WORK ORDER
Nothing may be dropped or altered: reproduce all the data.

DATASET ENTRIES
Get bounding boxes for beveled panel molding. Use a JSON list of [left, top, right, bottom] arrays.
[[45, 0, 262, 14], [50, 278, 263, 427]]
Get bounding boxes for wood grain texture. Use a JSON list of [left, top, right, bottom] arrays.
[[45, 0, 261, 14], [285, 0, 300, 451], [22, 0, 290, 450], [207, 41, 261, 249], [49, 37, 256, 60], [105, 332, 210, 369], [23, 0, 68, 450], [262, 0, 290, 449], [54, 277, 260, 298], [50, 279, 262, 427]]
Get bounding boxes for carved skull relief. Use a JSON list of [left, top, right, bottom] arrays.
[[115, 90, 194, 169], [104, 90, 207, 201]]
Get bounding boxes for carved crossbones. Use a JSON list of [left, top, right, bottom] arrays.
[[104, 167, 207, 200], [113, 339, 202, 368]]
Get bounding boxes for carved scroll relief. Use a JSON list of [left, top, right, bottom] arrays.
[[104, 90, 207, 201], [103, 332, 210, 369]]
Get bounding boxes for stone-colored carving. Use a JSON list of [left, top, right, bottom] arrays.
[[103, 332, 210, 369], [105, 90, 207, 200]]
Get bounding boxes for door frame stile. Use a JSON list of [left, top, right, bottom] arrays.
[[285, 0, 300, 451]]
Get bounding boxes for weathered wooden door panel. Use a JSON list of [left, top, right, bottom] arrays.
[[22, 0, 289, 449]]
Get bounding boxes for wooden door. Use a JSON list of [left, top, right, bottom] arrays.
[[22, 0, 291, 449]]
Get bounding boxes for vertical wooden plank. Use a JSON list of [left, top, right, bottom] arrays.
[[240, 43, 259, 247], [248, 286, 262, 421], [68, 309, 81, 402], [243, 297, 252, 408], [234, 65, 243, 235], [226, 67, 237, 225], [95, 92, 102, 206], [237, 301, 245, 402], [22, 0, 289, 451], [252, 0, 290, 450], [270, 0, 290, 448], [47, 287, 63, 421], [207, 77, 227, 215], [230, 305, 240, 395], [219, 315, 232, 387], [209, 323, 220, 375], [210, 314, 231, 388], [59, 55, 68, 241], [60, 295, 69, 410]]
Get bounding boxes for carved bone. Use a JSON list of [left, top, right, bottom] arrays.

EXERCISE RESPONSE
Get bounding boxes for beveled panel molding. Use a JSON list of [left, top, right, bottom] arrays.
[[45, 0, 262, 14], [50, 278, 263, 427]]
Get bounding boxes for wood grain texture. Use a JSON list of [left, top, right, bottom] arrays.
[[45, 0, 261, 14], [285, 0, 300, 451], [22, 0, 290, 450], [207, 41, 261, 249], [49, 37, 256, 60], [105, 332, 210, 369], [23, 0, 68, 450], [262, 0, 290, 449], [54, 277, 260, 298], [50, 279, 262, 427]]
Get bounding boxes for carved skull relief. Use a JSON list of [left, top, right, bottom] arrays.
[[115, 90, 194, 169], [104, 90, 207, 201]]
Get bounding boxes for carved crossbones. Use a JSON list of [left, top, right, bottom] arrays.
[[104, 167, 207, 200], [113, 339, 202, 368]]
Get bounding boxes for carved scroll relief. Use a JSON list of [left, top, right, bottom] arrays.
[[104, 90, 207, 201], [103, 332, 210, 369]]
Get bounding boxes for stone-colored carving. Use a JSON list of [left, top, right, bottom] arrays.
[[103, 332, 210, 369], [105, 90, 207, 200]]
Get bounding boxes for door frame stile. Use a JSON list of [left, top, right, bottom] arrays.
[[285, 0, 300, 451]]
Get bounding boxes for weathered wooden door panel. Use a JSON list of [left, top, right, bottom] arrays.
[[22, 0, 289, 449]]
Get bounding boxes for wooden door. Use a JSON list of [left, top, right, bottom] arrays.
[[22, 0, 291, 449]]
Get bounding boxes for vertical wooden plank. Use a JSON list of [left, top, right, bottom] arrays.
[[240, 43, 259, 247], [248, 286, 262, 421], [68, 309, 81, 402], [243, 297, 252, 408], [234, 65, 243, 235], [226, 67, 237, 225], [95, 92, 102, 206], [237, 301, 245, 402], [22, 0, 289, 451], [252, 0, 290, 450], [270, 0, 290, 448], [47, 287, 63, 421], [207, 77, 227, 215], [230, 305, 240, 395], [219, 315, 232, 387], [209, 323, 220, 375], [210, 314, 231, 388], [59, 55, 68, 241], [60, 295, 69, 410]]
Get bounding boxes for carved bone. Use a JSON list of [left, top, right, bottom] arrays.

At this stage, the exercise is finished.